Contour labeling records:
━━━━

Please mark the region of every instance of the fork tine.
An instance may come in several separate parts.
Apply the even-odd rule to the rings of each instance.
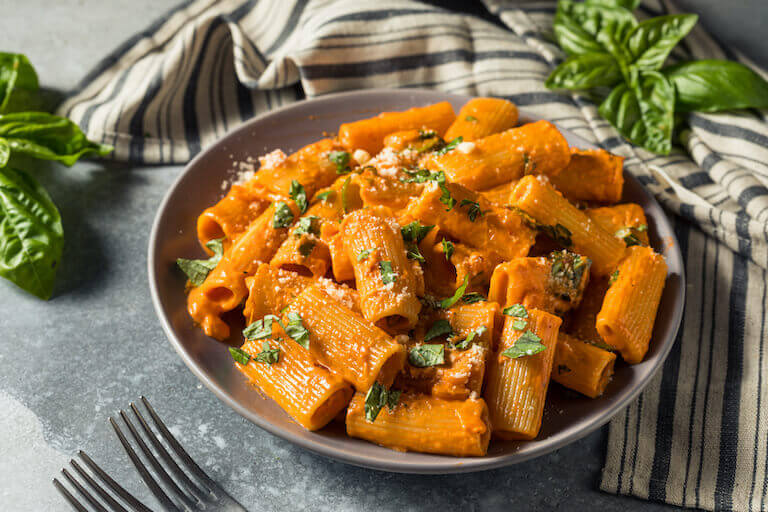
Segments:
[[[77,501],[77,498],[72,496],[72,493],[70,493],[56,478],[53,479],[53,486],[56,487],[56,490],[64,496],[64,499],[67,500],[77,512],[88,512],[88,509],[82,506],[80,502]]]
[[[106,471],[101,469],[98,464],[96,464],[93,459],[91,459],[87,453],[85,453],[83,450],[80,450],[78,452],[78,455],[80,455],[80,458],[83,459],[85,464],[96,473],[96,475],[101,479],[102,482],[104,482],[107,486],[109,486],[112,491],[114,491],[118,496],[123,498],[123,501],[128,503],[128,506],[131,507],[135,512],[152,512],[150,508],[148,508],[146,505],[144,505],[142,502],[134,498],[133,494],[126,491],[123,486],[115,482],[112,477],[110,477]]]
[[[80,482],[75,480],[75,477],[69,474],[69,471],[66,469],[61,470],[61,474],[66,477],[67,480],[69,480],[69,483],[71,483],[73,486],[75,486],[75,489],[77,489],[77,492],[80,493],[80,495],[85,498],[88,503],[90,503],[93,508],[97,510],[97,512],[109,512],[109,510],[105,509],[103,506],[101,506],[101,503],[98,502],[96,498],[94,498],[91,493],[86,490],[85,487],[83,487]]]
[[[136,430],[136,427],[133,426],[133,422],[128,417],[128,415],[125,414],[125,411],[120,411],[120,417],[123,418],[123,421],[128,426],[128,430],[130,431],[131,436],[133,436],[133,439],[139,445],[139,448],[144,453],[144,456],[149,461],[149,464],[155,470],[155,475],[159,476],[162,481],[171,488],[171,491],[176,494],[176,496],[181,499],[181,501],[184,502],[184,504],[186,504],[188,507],[195,508],[197,506],[197,498],[194,498],[193,496],[194,500],[190,499],[187,494],[176,484],[173,478],[171,478],[171,475],[169,475],[165,468],[163,468],[163,466],[160,464],[160,461],[157,460],[155,455],[152,453],[152,450],[150,450],[149,446],[147,446],[147,443],[144,442],[144,439],[139,434],[139,431]]]
[[[144,433],[147,435],[149,440],[152,442],[152,445],[155,447],[155,450],[160,455],[160,457],[165,461],[166,467],[168,467],[173,474],[176,475],[176,477],[182,481],[184,486],[187,488],[187,490],[198,496],[201,497],[206,493],[210,493],[210,490],[200,489],[195,483],[190,480],[190,478],[187,476],[186,473],[179,467],[178,464],[176,464],[176,461],[173,460],[173,457],[168,453],[168,450],[165,449],[163,444],[157,439],[157,436],[155,433],[150,429],[149,425],[147,424],[146,420],[144,419],[144,416],[142,416],[141,411],[136,407],[136,404],[131,402],[131,409],[133,410],[133,414],[138,418],[139,424],[141,425],[141,428],[144,430]]]
[[[83,480],[85,480],[88,483],[88,485],[91,486],[91,489],[96,491],[99,494],[99,496],[101,496],[104,499],[104,501],[106,501],[107,504],[110,507],[112,507],[114,512],[128,512],[122,505],[120,505],[115,500],[115,498],[110,496],[109,493],[105,491],[104,488],[100,486],[98,482],[96,482],[96,480],[94,480],[91,477],[91,475],[86,473],[86,471],[80,467],[80,464],[78,464],[75,459],[70,460],[69,463],[72,465],[73,468],[75,468],[75,471],[77,471],[80,474]]]
[[[135,467],[136,471],[139,472],[139,476],[141,476],[141,479],[144,480],[145,484],[147,484],[147,487],[149,487],[149,490],[152,491],[152,494],[155,495],[155,498],[157,498],[157,500],[163,505],[164,508],[168,510],[178,511],[179,510],[178,507],[174,505],[174,503],[171,501],[168,495],[165,494],[165,492],[163,492],[163,490],[157,484],[155,479],[152,478],[152,475],[149,474],[149,471],[147,471],[147,468],[144,467],[144,464],[141,462],[141,459],[139,459],[139,456],[136,455],[136,452],[133,450],[133,447],[125,438],[123,431],[120,430],[120,427],[117,425],[117,422],[111,416],[109,417],[109,423],[112,425],[112,428],[115,429],[115,434],[117,434],[117,437],[120,439],[120,443],[123,445],[123,448],[125,448],[125,452],[128,454],[128,457],[131,459],[131,462],[133,463],[133,467]]]
[[[221,490],[219,486],[214,482],[202,469],[200,469],[200,466],[197,465],[197,463],[192,460],[192,457],[189,456],[186,450],[182,448],[181,444],[176,440],[176,438],[171,434],[171,431],[168,430],[168,427],[165,426],[165,423],[163,423],[163,420],[160,419],[160,416],[157,415],[155,410],[152,408],[152,406],[149,404],[149,400],[147,400],[146,397],[142,396],[141,401],[144,403],[144,406],[147,408],[147,411],[149,411],[149,415],[152,416],[152,421],[154,421],[155,426],[157,426],[157,429],[160,431],[160,434],[163,436],[163,439],[170,445],[171,448],[173,448],[173,451],[176,452],[176,455],[179,456],[179,458],[186,464],[187,468],[189,468],[192,473],[196,477],[198,477],[200,480],[205,482],[205,485],[208,486],[211,490]]]

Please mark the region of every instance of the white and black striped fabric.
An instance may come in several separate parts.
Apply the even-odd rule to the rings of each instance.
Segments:
[[[601,488],[712,510],[768,510],[768,123],[692,114],[667,157],[624,142],[586,97],[544,79],[554,1],[485,0],[487,18],[409,0],[198,0],[126,43],[60,108],[115,157],[183,163],[305,96],[421,87],[501,96],[626,157],[679,216],[688,277],[663,371],[611,423]],[[641,16],[672,7],[648,0]],[[737,59],[696,29],[680,58]],[[765,378],[763,377],[765,375]]]

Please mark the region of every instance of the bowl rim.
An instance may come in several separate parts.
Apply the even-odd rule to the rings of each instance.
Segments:
[[[536,447],[522,454],[515,453],[515,452],[506,453],[506,454],[494,456],[492,459],[489,459],[488,457],[461,458],[460,462],[457,462],[458,459],[455,457],[446,457],[447,459],[446,462],[440,463],[440,464],[434,463],[434,462],[413,463],[413,462],[382,461],[375,454],[371,455],[371,454],[360,453],[360,452],[339,451],[338,449],[328,446],[327,444],[324,444],[320,441],[316,441],[316,440],[304,438],[304,437],[298,437],[292,434],[291,432],[283,431],[279,428],[279,426],[262,418],[258,414],[255,414],[252,411],[248,410],[243,405],[241,405],[240,402],[230,397],[213,379],[211,379],[208,375],[206,375],[205,371],[194,361],[194,359],[185,349],[181,340],[176,335],[176,332],[174,331],[170,323],[170,319],[167,317],[167,315],[163,310],[160,292],[157,286],[157,274],[155,272],[155,267],[156,267],[155,263],[156,263],[156,252],[158,250],[159,231],[160,231],[163,214],[168,208],[168,205],[172,197],[174,196],[175,191],[177,190],[177,188],[181,186],[182,182],[184,181],[186,175],[189,173],[190,169],[195,167],[199,161],[206,158],[206,156],[210,152],[215,151],[218,148],[218,146],[225,145],[229,140],[232,140],[237,138],[238,136],[241,136],[248,130],[251,130],[254,127],[254,125],[258,125],[259,123],[263,122],[264,120],[268,119],[271,116],[276,115],[277,113],[285,113],[293,109],[301,109],[309,103],[316,103],[316,102],[323,102],[323,101],[336,101],[339,99],[349,99],[351,97],[376,98],[376,97],[380,97],[382,94],[386,94],[390,96],[393,96],[393,95],[394,96],[396,95],[413,96],[413,95],[431,94],[433,96],[437,96],[437,98],[435,98],[435,101],[444,101],[444,100],[450,101],[450,99],[453,99],[456,101],[466,101],[472,98],[472,96],[446,93],[438,90],[410,89],[410,88],[408,89],[379,88],[379,89],[352,90],[352,91],[343,91],[343,92],[338,92],[333,94],[326,94],[326,95],[322,95],[314,98],[306,98],[294,103],[281,106],[273,110],[263,112],[243,122],[242,124],[238,125],[236,128],[227,132],[224,136],[217,139],[216,142],[214,142],[213,144],[211,144],[210,146],[202,150],[184,166],[184,170],[181,173],[179,173],[179,175],[174,179],[173,183],[165,192],[163,199],[157,208],[154,220],[152,222],[152,229],[150,232],[148,247],[147,247],[148,281],[149,281],[150,294],[152,297],[152,304],[155,310],[155,315],[160,321],[160,325],[163,329],[163,332],[168,338],[168,341],[171,343],[171,346],[181,357],[182,361],[187,366],[187,368],[198,378],[198,380],[210,391],[212,391],[213,394],[219,400],[227,404],[229,407],[231,407],[235,412],[237,412],[243,418],[251,421],[252,423],[259,426],[260,428],[266,430],[267,432],[275,436],[278,436],[286,441],[289,441],[293,444],[296,444],[313,453],[316,453],[324,457],[328,457],[333,460],[358,466],[358,467],[365,467],[369,469],[377,469],[377,470],[395,472],[395,473],[411,473],[411,474],[452,474],[452,473],[468,473],[468,472],[496,469],[496,468],[524,462],[536,457],[540,457],[552,451],[555,451],[567,444],[573,443],[587,436],[588,434],[594,432],[598,428],[605,425],[616,414],[618,414],[623,409],[625,409],[632,401],[635,400],[635,398],[637,398],[637,396],[648,386],[651,379],[653,379],[653,377],[658,373],[659,369],[664,365],[664,362],[666,361],[667,356],[672,350],[672,346],[674,345],[675,340],[677,338],[677,334],[679,332],[680,325],[682,323],[683,309],[685,304],[685,290],[686,290],[685,266],[684,266],[682,254],[679,248],[680,244],[677,241],[677,237],[675,236],[672,223],[670,222],[668,216],[666,215],[666,212],[663,210],[663,208],[661,207],[659,202],[656,200],[654,195],[650,193],[645,188],[645,186],[639,183],[637,178],[629,174],[626,171],[626,169],[624,170],[625,179],[629,178],[629,180],[636,182],[643,190],[643,193],[647,196],[647,200],[650,203],[652,203],[655,207],[657,207],[659,211],[662,212],[661,217],[654,218],[654,221],[657,223],[664,224],[666,230],[671,233],[671,236],[673,238],[672,240],[673,244],[672,244],[672,247],[670,248],[671,249],[670,254],[667,254],[665,256],[667,259],[668,265],[671,263],[671,265],[669,265],[670,268],[674,268],[676,271],[679,272],[678,275],[680,279],[677,296],[674,297],[673,299],[674,310],[672,311],[672,324],[673,324],[672,329],[669,331],[669,335],[667,339],[663,340],[664,343],[661,347],[660,352],[658,353],[655,360],[653,361],[653,366],[647,372],[644,379],[641,380],[637,385],[635,385],[635,387],[631,389],[627,395],[607,405],[606,408],[602,410],[596,417],[590,418],[589,421],[585,423],[583,427],[577,429],[575,432],[568,433],[567,435],[564,433],[559,433],[559,435],[554,434],[555,438],[552,439],[549,443],[542,445],[541,447]],[[545,119],[542,116],[538,116],[538,115],[531,114],[530,112],[526,112],[524,109],[520,110],[520,118],[525,120]],[[567,133],[570,138],[583,141],[582,147],[591,147],[591,148],[598,147],[595,144],[592,144],[589,141],[586,141],[582,137],[579,137],[573,132],[561,126],[558,126],[557,123],[553,123],[553,124],[555,124],[558,127],[558,129],[561,130],[563,133]]]

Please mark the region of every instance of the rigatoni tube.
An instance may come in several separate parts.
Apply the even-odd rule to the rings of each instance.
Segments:
[[[284,321],[290,313],[298,313],[309,331],[310,352],[358,391],[377,381],[389,386],[405,363],[403,345],[319,286],[310,286],[291,302]]]
[[[374,421],[365,418],[365,394],[356,393],[347,408],[347,434],[401,451],[482,456],[491,431],[482,398],[444,400],[403,393],[390,410],[382,407]]]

━━━━

INSTRUCTIONS FOR THE TASK: Write out the records again without any changes, starting at the line that contains "Please mark the region of every instance of the rigatoni" and ending with the last line of the records, both included.

ANSWER TO THIS EXERCISE:
Please mark the region of every instance of the rigatoni tube.
An instance may come in several separate parts.
Apply the even-odd rule to the rings of each instance.
Segments:
[[[284,321],[290,313],[298,313],[309,331],[310,352],[358,391],[377,381],[389,386],[405,363],[403,345],[319,286],[310,286],[291,302]]]
[[[374,421],[365,418],[365,394],[356,393],[347,408],[347,434],[401,451],[482,456],[491,431],[482,398],[444,400],[403,393],[390,410],[382,407]]]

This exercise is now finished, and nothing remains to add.